begin EXTRACTED MATERIAL

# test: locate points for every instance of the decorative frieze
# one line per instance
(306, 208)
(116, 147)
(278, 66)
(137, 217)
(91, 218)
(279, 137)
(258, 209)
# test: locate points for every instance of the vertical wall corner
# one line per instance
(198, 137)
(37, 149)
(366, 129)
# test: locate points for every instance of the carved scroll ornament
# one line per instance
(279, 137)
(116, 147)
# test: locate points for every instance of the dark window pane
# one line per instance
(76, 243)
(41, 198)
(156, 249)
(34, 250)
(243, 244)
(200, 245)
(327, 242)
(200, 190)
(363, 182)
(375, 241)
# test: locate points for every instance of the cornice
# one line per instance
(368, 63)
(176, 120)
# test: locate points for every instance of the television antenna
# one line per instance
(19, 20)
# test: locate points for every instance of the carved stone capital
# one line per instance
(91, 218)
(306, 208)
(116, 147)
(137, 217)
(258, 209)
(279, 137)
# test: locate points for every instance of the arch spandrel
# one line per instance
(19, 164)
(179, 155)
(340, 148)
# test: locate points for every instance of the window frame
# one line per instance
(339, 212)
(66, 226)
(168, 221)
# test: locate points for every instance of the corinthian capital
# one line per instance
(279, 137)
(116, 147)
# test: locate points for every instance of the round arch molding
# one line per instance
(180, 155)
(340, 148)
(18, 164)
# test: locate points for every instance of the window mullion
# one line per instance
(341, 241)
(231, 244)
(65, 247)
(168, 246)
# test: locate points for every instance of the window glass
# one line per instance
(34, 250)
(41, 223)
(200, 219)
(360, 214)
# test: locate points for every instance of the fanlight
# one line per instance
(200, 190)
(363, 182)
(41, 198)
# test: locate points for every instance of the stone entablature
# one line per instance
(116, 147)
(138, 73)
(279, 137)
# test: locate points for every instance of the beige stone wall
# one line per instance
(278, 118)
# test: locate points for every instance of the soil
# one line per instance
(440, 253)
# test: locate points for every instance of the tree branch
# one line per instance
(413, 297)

end EXTRACTED MATERIAL

Rewrite all the records above, replacing "locate" with "mark" wherever it appears and leaving everything else as it is.

# test: mark points for every instance of the decorative frieze
# one line per instance
(306, 208)
(116, 147)
(278, 66)
(137, 217)
(91, 218)
(279, 137)
(258, 209)
# test: mark points for every instance of the vertical wall corner
# one line per instance
(198, 137)
(37, 149)
(366, 129)
# test: mark points for every instance of the carved scroll ornament
# one line per instance
(279, 137)
(116, 147)
# test: mark points for every instance of the dark window pane
# one line per instance
(76, 243)
(41, 198)
(156, 249)
(34, 250)
(243, 244)
(200, 245)
(327, 242)
(200, 190)
(363, 182)
(375, 241)
# test: mark points for every instance of the cornice
# one line per instance
(368, 63)
(176, 120)
# test: mark points for every instance of the television antenna
# one line per instance
(19, 20)
# test: mark points for every instance of the carved stone capital
# one line per instance
(91, 218)
(306, 208)
(116, 147)
(137, 217)
(258, 209)
(279, 137)
# test: mark points for every instance of the arch spandrel
# one line per instance
(19, 164)
(179, 155)
(340, 148)
# test: mark points for every instance of the window frame
# one line per instance
(339, 212)
(66, 226)
(168, 221)
# test: mark points for every instance of the corinthian capital
# one line per instance
(279, 137)
(116, 147)
# test: mark points for every instance of the round arch molding
# one line per instance
(180, 155)
(340, 148)
(18, 164)
# test: mark points for every instance of the window mullion
# one line per instance
(341, 241)
(231, 244)
(65, 247)
(168, 246)
# test: mark points for every instance of the window glass
# one line per instance
(34, 250)
(41, 223)
(200, 219)
(360, 214)
# test: mark points for every instance of the fanlight
# one line per instance
(200, 190)
(363, 182)
(41, 198)
# test: mark points for every instance of the stone entablature
# one line per instance
(116, 147)
(138, 73)
(279, 137)
# test: mark points for every instance of the beige stone wall
# one line per instance
(278, 118)
# test: mark points for every instance of the soil
# one line per instance
(440, 253)
# test: mark points for every instance of the tree branch
# one line per instance
(413, 297)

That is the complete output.